» Source passage:
>>>>
As Peter Thiel argues in Zero to One:
“Unless you have perfectly conventional beliefs, it’s rarely a good idea to tell everybody everything that you know.”
The second reason that keeping secrets gives you greater flexibility is that it allows you to pursue a project on your own time. If you spill the beans, you’ll probably be kept to some sort of timeline, even if it’s just an implied/assumed one. This happens all the time on social media, which is ripe with teaser posts about someone or some company working on a project that will be announced “very soon” and is sure to be a “game changer.” How many times have you seen “Big announcement coming soon! Exciting stuff happening!” only to have no announcement ever materialize, or for it to happen months later? In making even those types of teasers, expectations are being set by followers. So then if something happens and you get off track, there will inherently be some disappointment, even if the end result is great, and even if it wasn’t on their radar before you brought it up. Keeping a project to yourself ensures that setbacks and lags are kept private and don’t dampen your brand and the perception of its quality.
<<<<
» Image-grounded pointing data:
>>>>
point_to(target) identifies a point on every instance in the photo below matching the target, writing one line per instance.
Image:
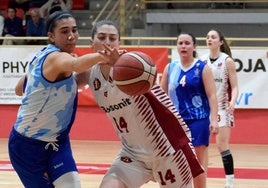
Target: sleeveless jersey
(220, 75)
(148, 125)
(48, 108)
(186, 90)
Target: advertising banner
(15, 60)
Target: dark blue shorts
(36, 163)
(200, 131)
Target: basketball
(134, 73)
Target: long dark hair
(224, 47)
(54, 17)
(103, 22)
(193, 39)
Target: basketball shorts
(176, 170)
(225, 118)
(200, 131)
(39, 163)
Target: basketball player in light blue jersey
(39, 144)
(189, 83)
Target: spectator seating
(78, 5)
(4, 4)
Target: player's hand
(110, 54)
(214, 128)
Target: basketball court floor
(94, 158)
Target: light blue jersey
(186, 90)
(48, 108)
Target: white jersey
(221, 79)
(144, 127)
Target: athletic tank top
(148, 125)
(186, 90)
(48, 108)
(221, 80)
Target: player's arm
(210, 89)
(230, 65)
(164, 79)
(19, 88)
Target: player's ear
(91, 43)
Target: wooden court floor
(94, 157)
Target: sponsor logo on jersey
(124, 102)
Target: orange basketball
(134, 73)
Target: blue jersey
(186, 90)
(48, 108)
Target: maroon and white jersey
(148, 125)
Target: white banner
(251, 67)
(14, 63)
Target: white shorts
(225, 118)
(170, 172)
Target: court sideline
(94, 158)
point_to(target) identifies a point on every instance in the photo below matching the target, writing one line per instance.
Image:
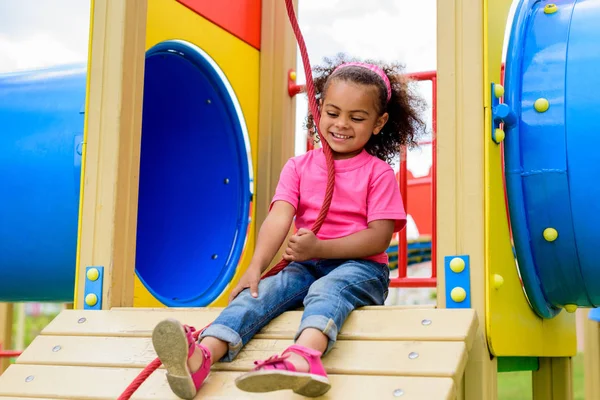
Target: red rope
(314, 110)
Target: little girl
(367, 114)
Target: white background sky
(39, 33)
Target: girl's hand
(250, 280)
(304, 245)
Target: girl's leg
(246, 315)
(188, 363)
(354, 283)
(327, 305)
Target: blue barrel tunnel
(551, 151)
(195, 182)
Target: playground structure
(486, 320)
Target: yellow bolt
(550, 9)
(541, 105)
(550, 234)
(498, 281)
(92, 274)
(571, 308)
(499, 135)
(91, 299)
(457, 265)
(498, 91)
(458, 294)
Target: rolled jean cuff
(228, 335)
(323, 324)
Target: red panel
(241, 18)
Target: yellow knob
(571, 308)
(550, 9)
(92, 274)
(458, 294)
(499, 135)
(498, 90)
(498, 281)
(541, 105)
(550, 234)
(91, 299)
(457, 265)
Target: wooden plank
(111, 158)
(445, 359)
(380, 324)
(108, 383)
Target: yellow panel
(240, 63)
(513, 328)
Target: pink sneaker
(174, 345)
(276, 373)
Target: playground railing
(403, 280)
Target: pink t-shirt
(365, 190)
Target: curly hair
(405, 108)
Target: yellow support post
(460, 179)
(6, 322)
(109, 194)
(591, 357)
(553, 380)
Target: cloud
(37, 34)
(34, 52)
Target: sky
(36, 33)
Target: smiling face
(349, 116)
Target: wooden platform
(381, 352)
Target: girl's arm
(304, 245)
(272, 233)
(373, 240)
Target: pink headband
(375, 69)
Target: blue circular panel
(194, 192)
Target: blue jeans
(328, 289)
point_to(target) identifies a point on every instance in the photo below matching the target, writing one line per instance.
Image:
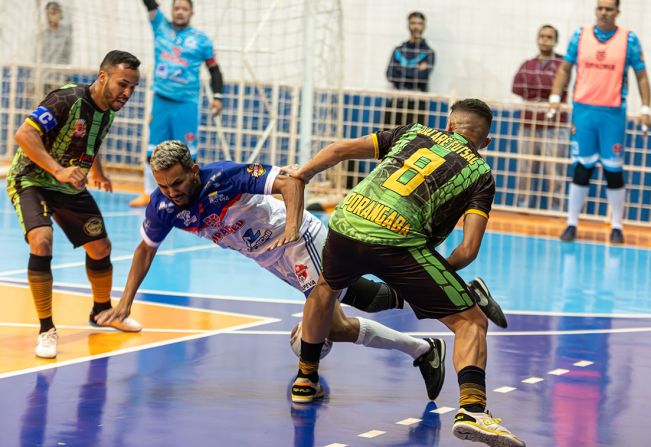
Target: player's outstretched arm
<<<<
» To do:
• A. List every phrase that the passage on keeping secrets quotes from social media teaser posts.
• B. In the passage on keeping secrets, which book does Peter Thiel argue in?
• C. Carry on the passage on keeping secrets from its last sentence.

» Exercise answers:
• A.
"very soon"
"game changer"
"Big announcement coming soon!"
"Exciting stuff happening!"

• B. Zero to One.

• C.
When you reveal a goal or project prematurely, its evolution can become trapped by the expectations of others. When you keep it a secret, you’re free to pivot and change course at any time.
Conclusion
In the modern age, we are enamored with transparency and suspicious of secrecy. But these two forces are not mutually exclusive, and the best cultures and personal strategies incorporate both.
An institution which wishes to be strong — whether a gang, tribe, or church — ought to strive to maintain some secrecy from the outside world, while also being transparent to those on the inside. To have its own traditions, practices, and lingo that the public isn’t privy to, while sharing secrets between individual members, and between many of the layers of its hierarchy as well.
A business or the government itself should be transparent about a great many things with customers and constituents. But a company can’t create an alluring brand, or fend off competition, while simultaneously showing everything about how the sausage is made. The government should make the most of its workings a matter of public record, but needs to keep some things secret in order to maintain security.
On a personal level, you want to be transparent with those you love and respect, while also realizing that the maintenance of that love and respect — of trust and intimacy — is premised on sharing your secrets with them exclusively, rather than with the world.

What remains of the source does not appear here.